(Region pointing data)
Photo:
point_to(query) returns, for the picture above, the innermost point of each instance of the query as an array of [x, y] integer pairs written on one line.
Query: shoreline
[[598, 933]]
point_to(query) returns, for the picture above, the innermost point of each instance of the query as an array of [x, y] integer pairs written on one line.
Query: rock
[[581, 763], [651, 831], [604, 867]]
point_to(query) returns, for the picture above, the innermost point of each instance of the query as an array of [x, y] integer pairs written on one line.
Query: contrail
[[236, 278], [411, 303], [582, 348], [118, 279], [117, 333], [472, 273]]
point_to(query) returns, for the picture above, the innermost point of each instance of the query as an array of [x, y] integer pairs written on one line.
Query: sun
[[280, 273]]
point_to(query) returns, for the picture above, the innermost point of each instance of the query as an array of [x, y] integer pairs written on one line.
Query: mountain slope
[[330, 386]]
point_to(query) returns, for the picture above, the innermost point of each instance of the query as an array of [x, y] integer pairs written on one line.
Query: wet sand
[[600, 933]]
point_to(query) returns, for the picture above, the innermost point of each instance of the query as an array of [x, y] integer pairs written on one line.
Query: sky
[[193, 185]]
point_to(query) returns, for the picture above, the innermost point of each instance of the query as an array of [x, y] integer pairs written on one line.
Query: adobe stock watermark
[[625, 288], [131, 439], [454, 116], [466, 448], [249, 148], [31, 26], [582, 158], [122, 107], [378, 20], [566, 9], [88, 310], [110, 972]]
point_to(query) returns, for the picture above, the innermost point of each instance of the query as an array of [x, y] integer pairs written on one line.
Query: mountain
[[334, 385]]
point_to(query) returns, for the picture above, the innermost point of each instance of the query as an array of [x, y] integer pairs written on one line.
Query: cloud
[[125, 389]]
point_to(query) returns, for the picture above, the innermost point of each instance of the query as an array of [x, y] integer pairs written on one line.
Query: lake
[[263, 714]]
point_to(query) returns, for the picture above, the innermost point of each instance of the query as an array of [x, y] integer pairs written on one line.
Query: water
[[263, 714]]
---
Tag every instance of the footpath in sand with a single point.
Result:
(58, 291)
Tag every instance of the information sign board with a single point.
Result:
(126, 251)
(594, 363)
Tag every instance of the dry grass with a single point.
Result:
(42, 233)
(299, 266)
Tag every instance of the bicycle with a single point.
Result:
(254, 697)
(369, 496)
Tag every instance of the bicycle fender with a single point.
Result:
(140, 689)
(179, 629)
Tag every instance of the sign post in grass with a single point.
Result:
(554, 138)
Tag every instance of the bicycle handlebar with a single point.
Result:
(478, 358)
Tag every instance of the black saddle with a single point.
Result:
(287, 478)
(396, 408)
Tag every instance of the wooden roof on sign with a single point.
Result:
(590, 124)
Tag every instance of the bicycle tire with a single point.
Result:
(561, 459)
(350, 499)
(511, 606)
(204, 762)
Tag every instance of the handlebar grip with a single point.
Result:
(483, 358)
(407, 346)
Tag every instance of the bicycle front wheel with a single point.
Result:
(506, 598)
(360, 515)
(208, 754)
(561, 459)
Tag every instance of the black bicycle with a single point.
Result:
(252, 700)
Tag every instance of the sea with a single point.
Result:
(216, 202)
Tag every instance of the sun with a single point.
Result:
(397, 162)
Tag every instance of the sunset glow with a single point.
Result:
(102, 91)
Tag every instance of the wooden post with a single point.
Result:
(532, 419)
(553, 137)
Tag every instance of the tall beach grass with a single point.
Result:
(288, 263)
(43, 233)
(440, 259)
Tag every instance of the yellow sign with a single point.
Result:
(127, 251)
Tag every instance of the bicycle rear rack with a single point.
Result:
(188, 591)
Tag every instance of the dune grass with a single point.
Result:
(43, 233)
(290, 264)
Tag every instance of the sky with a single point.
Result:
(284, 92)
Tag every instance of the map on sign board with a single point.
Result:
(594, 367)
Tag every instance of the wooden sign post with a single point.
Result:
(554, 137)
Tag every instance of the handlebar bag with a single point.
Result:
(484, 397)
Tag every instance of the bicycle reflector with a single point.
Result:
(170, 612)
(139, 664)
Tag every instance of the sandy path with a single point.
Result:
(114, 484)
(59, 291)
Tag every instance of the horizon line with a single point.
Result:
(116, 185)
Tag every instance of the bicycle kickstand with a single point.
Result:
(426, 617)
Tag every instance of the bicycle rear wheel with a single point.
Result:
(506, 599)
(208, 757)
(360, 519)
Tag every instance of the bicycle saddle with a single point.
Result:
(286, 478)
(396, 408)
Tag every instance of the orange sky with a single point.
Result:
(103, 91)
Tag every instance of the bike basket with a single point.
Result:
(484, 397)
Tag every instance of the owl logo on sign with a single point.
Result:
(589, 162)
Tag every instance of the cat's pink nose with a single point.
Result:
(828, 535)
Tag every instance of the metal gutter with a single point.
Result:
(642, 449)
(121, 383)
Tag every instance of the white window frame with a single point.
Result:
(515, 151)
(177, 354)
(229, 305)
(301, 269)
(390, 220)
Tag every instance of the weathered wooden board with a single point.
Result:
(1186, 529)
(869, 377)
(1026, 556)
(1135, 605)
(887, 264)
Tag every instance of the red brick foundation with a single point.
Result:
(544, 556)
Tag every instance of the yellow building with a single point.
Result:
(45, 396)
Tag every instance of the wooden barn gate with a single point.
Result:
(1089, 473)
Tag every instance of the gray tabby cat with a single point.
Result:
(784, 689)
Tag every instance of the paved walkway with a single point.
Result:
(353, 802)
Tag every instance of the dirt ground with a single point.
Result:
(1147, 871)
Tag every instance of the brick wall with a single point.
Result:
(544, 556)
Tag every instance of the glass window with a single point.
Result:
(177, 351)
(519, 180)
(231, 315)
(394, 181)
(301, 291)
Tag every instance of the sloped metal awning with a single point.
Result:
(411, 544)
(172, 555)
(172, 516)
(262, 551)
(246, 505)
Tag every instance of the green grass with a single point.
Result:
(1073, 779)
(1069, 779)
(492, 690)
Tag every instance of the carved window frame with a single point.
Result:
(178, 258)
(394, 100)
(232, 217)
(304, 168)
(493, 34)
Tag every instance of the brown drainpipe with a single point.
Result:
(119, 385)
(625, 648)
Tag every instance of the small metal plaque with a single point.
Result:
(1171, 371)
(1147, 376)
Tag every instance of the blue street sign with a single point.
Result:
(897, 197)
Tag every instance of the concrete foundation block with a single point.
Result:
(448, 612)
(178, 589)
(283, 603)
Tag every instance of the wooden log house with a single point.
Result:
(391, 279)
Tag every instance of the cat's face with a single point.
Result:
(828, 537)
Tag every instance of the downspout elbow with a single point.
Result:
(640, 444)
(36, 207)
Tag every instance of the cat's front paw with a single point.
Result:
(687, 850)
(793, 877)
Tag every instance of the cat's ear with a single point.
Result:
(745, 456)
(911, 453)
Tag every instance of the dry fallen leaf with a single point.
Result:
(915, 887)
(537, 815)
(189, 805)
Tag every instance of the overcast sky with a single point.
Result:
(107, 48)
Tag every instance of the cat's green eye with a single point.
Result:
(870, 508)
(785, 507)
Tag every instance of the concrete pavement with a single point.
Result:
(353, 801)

> [TASK STATEMENT] Of all the lines above, tally those with the word "brick". Write the total only.

> [ANSWER BELOW] 2